### EXERCISE PROMPT
Please copy out the lines below word for word, with no changes.
───── DATA PROVIDED ─────
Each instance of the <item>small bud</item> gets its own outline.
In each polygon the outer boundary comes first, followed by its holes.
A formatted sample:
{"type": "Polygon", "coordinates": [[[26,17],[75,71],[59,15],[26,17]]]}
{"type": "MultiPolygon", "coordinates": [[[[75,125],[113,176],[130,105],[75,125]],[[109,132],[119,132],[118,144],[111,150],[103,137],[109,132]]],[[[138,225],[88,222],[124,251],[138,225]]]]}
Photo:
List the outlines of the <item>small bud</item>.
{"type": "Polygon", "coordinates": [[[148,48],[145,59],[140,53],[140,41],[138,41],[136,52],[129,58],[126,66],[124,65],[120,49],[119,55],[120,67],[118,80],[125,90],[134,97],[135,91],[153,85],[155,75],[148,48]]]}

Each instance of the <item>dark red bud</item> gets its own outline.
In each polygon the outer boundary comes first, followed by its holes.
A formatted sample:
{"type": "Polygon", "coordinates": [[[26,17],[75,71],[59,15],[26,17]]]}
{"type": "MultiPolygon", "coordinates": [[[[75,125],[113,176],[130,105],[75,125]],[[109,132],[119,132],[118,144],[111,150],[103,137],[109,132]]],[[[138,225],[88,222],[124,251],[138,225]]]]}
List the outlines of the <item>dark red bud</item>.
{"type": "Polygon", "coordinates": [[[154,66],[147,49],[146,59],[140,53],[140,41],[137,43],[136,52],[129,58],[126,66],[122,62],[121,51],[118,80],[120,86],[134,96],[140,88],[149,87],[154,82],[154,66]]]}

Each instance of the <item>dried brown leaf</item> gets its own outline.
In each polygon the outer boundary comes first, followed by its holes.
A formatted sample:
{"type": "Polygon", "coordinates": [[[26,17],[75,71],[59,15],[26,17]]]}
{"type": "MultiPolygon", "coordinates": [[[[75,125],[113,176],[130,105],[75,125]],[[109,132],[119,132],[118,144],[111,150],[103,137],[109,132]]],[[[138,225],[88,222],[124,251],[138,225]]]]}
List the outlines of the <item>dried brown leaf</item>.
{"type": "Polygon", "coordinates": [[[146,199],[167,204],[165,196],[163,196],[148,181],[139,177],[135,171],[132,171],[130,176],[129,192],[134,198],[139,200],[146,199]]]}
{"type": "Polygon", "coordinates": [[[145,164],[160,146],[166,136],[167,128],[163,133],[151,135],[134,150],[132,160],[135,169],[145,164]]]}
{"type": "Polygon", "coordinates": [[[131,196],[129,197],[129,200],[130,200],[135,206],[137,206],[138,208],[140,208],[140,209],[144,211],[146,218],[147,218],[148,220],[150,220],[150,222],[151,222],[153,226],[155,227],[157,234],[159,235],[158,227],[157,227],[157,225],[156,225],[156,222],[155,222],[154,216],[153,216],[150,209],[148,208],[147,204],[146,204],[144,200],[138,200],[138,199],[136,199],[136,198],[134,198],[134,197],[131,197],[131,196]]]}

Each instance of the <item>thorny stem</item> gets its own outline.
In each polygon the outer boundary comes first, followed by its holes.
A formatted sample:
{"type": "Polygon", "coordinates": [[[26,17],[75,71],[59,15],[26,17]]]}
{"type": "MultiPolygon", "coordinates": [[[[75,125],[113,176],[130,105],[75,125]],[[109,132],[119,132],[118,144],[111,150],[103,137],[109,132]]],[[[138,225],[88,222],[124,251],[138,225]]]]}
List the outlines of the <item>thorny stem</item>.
─────
### EXERCISE ANSWER
Each instance of the <item>small bud</item> gets its own outline.
In each polygon the outer boundary comes first, followed by its holes.
A formatted sample:
{"type": "Polygon", "coordinates": [[[26,17],[75,71],[59,15],[26,17]]]}
{"type": "MultiPolygon", "coordinates": [[[[75,125],[113,176],[130,105],[75,125]],[[109,132],[119,132],[118,144],[111,150],[103,137],[109,132]]],[[[138,225],[88,222],[124,251],[138,225]]]]}
Photo:
List the outlines of the <item>small bud</item>.
{"type": "Polygon", "coordinates": [[[148,48],[145,59],[140,53],[140,41],[138,41],[136,52],[129,58],[126,66],[124,65],[120,49],[119,55],[120,67],[118,80],[125,90],[134,97],[135,91],[153,85],[155,75],[148,48]]]}

Each instance of the <item>dark red bud</item> gets its own outline.
In each polygon the outer boundary comes first, followed by its holes.
A formatted sample:
{"type": "Polygon", "coordinates": [[[26,17],[75,71],[59,15],[26,17]]]}
{"type": "MultiPolygon", "coordinates": [[[[75,125],[113,176],[130,105],[75,125]],[[109,132],[119,132],[118,144],[111,150],[103,137],[109,132]]],[[[138,225],[88,222],[124,251],[138,225]]]]}
List the outlines of the <item>dark red bud</item>.
{"type": "Polygon", "coordinates": [[[154,66],[147,49],[146,59],[140,53],[140,41],[137,43],[136,52],[129,58],[126,66],[122,62],[121,51],[118,80],[120,86],[134,96],[140,88],[149,87],[154,82],[154,66]]]}

Each instance of the <item>dried brown leaf</item> gets its own outline.
In each polygon the outer boundary comes first, followed by its holes.
A formatted sample:
{"type": "Polygon", "coordinates": [[[26,17],[75,71],[59,15],[26,17]]]}
{"type": "MultiPolygon", "coordinates": [[[[75,125],[113,176],[130,105],[75,125]],[[109,132],[119,132],[118,144],[111,150],[103,137],[109,132]]],[[[138,225],[88,222],[124,251],[138,225]]]]}
List the outlines of the <item>dried brown leaf</item>.
{"type": "Polygon", "coordinates": [[[146,199],[167,204],[165,196],[163,196],[148,181],[139,177],[135,171],[132,171],[130,176],[129,192],[134,198],[139,200],[146,199]]]}
{"type": "Polygon", "coordinates": [[[145,164],[160,146],[166,136],[167,128],[163,133],[151,135],[134,150],[132,160],[135,169],[145,164]]]}
{"type": "Polygon", "coordinates": [[[131,196],[129,197],[129,200],[130,200],[135,206],[137,206],[138,208],[140,208],[140,209],[144,211],[146,218],[147,218],[148,220],[150,220],[150,222],[151,222],[153,226],[155,227],[157,234],[159,235],[158,227],[157,227],[157,225],[156,225],[156,222],[155,222],[154,216],[153,216],[150,209],[148,208],[147,204],[146,204],[144,200],[138,200],[138,199],[136,199],[136,198],[134,198],[134,197],[131,197],[131,196]]]}

Each instance of the <item>thorny stem</item> gets its own outline.
In each polygon the outer boundary comes first, followed by its holes.
A formatted sample:
{"type": "Polygon", "coordinates": [[[26,17],[75,71],[59,15],[26,17]]]}
{"type": "MultiPolygon", "coordinates": [[[[75,125],[113,176],[130,105],[75,125]],[[109,132],[119,132],[118,144],[111,150],[103,137],[109,132]]],[[[138,225],[88,222],[124,251],[138,225]]]]}
List the outlines of the <item>thorny stem</item>.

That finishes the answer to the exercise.